**TEXT SEGMENT**

Hacker Newsnew | past | comments | ask | show | jobs | submitlogin
Are pointers and arrays equivalent in C? (2009) (thegreenplace.net)
112 points by deanstag on March 21, 2015 | hide | past | favorite | 64 comments


You can actually pass an array as an array in C99:

    #include <stdlib.h>

    void f(size_t m, size_t n, float a[m][n])
    {   for (size_t i = 0; i < m; i++) {
            for (size_t j=0; j < n; j++) {
                a[i][j] = 0;
            }
        }
    }

    int main(int argc, char* argv[]) {
        float a[10][20];
        f(10,20,a);
    }

This "conformant array" feature was supported in C99. GCC supports it. Microsoft didn't like it, though, and didn't implement it, so nobody uses it, and it was made optional in later versions of the C standard.

It doesn't do what it looks like it does. The last subscript is totally ignored by the compiler. For 1D arrays, it's not only ignored, the object is still passed as a pointer to the element type.

I once proposed making arrays in C size-safe by taking conformant arrays seriously and adding some features to make them more useful.[1] After much discussion, the idea was considered sound, but not popular enough. So buffer overflows in C continue.

I have great hopes for Rust.

[1] http://animats.com/papers/languages/safearraysforc43.pdf


That's ordinary C89 behavior, not a C99 feature, and I'm pretty sure Microsoft supports it too. The C99 feature here is VLA (variable-length array), arrays whose length is a runtime value.

If you change m and n to be constants, it works with C89.

The rule is simple (yet confusing!): In a function prototype, if the parameter (top-level) type is an array, it is de-sugared to be an element-pointer instead.

Thus, the code you wrote with constants instead:

    #define M 10
    #define N 20
    void f(size_t m, size_t n, float a[M][N])
De-sugars, as per C89 ordinary rules, to:

    void f(size_t m, size_t n, float (*a)[N])
And it is an ordinary array degradation to a pointer, except instead of pointing to a float, it happens to point at a float[N].


Variable length arrays are a different feature. They are local temporary arrays of variable size:

    int f(size_t n) {
        int temp[n]; /* local array of size n */
    ...
    }
Someone once used that feature in the Linux kernel to get temp space for a string. It was taken out, because those arrays went on the stack and thus allowed large kernel stack growth based on data from outside the kernel.

Nobody uses that feature either.


EDIT: I now see what you mean, sorry for misunderstanding.

The feature sounds useful, but the reason I misunderstood you is that you used the same syntax that represents array-to-ptr degradation, which made me think you were confused :-) I'm not sure how you would make this properly backwards compatible with C. You'd need to use a different syntax for such a major new feature.

Kept here for posterity:

You used variable length arrays in conjunction with ordinary array-of-array notation that (in function parameter list context) degrades to ptr-to-array.

**SHORT EXERCISE A**
Return the passage of the C arrays thread between "Variable length arrays are" and "major new feature.", inclusive.
The C arrays thread and the rows that come after it have no connection to each other.

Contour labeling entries
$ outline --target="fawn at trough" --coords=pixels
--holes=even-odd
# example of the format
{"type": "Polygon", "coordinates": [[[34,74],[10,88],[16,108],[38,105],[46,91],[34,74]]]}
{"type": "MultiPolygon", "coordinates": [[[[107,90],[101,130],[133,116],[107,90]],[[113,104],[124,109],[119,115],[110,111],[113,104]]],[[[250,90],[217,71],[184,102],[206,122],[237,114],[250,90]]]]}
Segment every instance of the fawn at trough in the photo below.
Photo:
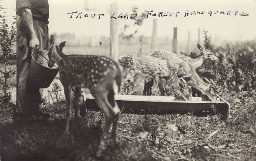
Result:
{"type": "Polygon", "coordinates": [[[193,68],[196,70],[203,65],[204,61],[209,59],[217,62],[218,58],[210,50],[206,49],[200,44],[197,44],[198,48],[200,51],[199,55],[195,58],[192,58],[190,56],[180,56],[174,53],[168,52],[162,50],[157,50],[153,52],[151,55],[152,56],[166,59],[169,56],[176,56],[184,60],[191,63],[193,68]]]}
{"type": "Polygon", "coordinates": [[[191,63],[172,55],[163,59],[167,60],[170,68],[175,71],[179,77],[184,78],[188,85],[205,93],[212,101],[217,101],[216,89],[212,85],[205,83],[200,78],[191,63]]]}
{"type": "Polygon", "coordinates": [[[60,80],[63,85],[66,97],[66,129],[68,133],[71,109],[71,88],[75,87],[74,107],[77,119],[78,104],[81,88],[88,88],[97,105],[104,113],[105,127],[100,138],[97,155],[100,156],[106,149],[106,139],[113,122],[111,143],[114,146],[116,131],[120,110],[114,100],[114,94],[120,90],[122,69],[111,58],[96,55],[65,55],[62,48],[65,42],[54,44],[54,37],[49,40],[48,66],[56,63],[59,69],[60,80]]]}
{"type": "Polygon", "coordinates": [[[141,54],[131,54],[120,58],[119,62],[124,69],[121,85],[135,75],[140,74],[170,85],[185,100],[192,100],[191,91],[186,81],[178,78],[166,60],[141,54]]]}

**SHORT EXERCISE B**
Recast the contour labeling rows as a JSON list of strings, with one string per line and blank lines skipped. Leave the pictures out.

**FULL RESPONSE A**
Variable length arrays are a different feature. They are local temporary arrays of variable size:

    int f(size_t n) {
        int temp[n]; /* local array of size n */
    ...
    }
Someone once used that feature in the Linux kernel to get temp space for a string. It was taken out, because those arrays went on the stack and thus allowed large kernel stack growth based on data from outside the kernel.

Nobody uses that feature either.


EDIT: I now see what you mean, sorry for misunderstanding.

The feature sounds useful, but the reason I misunderstood you is that you used the same syntax that represents array-to-ptr degradation, which made me think you were confused :-) I'm not sure how you would make this properly backwards compatible with C. You'd need to use a different syntax for such a major new feature.

**FULL RESPONSE B**
[
  "$ outline --target=\"fawn at trough\" --coords=pixels",
  "--holes=even-odd",
  "# example of the format",
  "{\"type\": \"Polygon\", \"coordinates\": [[[34,74],[10,88],[16,108],[38,105],[46,91],[34,74]]]}",
  "{\"type\": \"MultiPolygon\", \"coordinates\": [[[[107,90],[101,130],[133,116],[107,90]],[[113,104],[124,109],[119,115],[110,111],[113,104]]],[[[250,90],[217,71],[184,102],[206,122],[237,114],[250,90]]]]}",
  "Segment every instance of the fawn at trough in the photo below.",
  "Photo:",
  "Result:",
  "{\"type\": \"Polygon\", \"coordinates\": [[[193,68],[196,70],[203,65],[204,61],[209,59],[217,62],[218,58],[210,50],[206,49],[200,44],[197,44],[198,48],[200,51],[199,55],[195,58],[192,58],[190,56],[180,56],[174,53],[168,52],[162,50],[157,50],[153,52],[151,55],[152,56],[166,59],[169,56],[176,56],[184,60],[191,63],[193,68]]]}",
  "{\"type\": \"Polygon\", \"coordinates\": [[[191,63],[172,55],[163,59],[167,60],[170,68],[175,71],[179,77],[184,78],[188,85],[205,93],[212,101],[217,101],[216,89],[212,85],[205,83],[200,78],[191,63]]]}",
  "{\"type\": \"Polygon\", \"coordinates\": [[[60,80],[63,85],[66,97],[66,129],[68,133],[71,109],[71,88],[75,87],[74,107],[77,119],[78,104],[81,88],[88,88],[97,105],[104,113],[105,127],[100,138],[97,155],[100,156],[106,149],[106,139],[113,122],[111,143],[114,146],[116,131],[120,110],[114,100],[114,94],[120,90],[122,69],[111,58],[96,55],[65,55],[62,48],[65,42],[54,44],[54,37],[49,40],[48,66],[56,63],[59,69],[60,80]]]}",
  "{\"type\": \"Polygon\", \"coordinates\": [[[141,54],[131,54],[120,58],[119,62],[124,69],[121,85],[135,75],[140,74],[170,85],[185,100],[192,100],[191,91],[186,81],[178,78],[166,60],[141,54]]]}"
]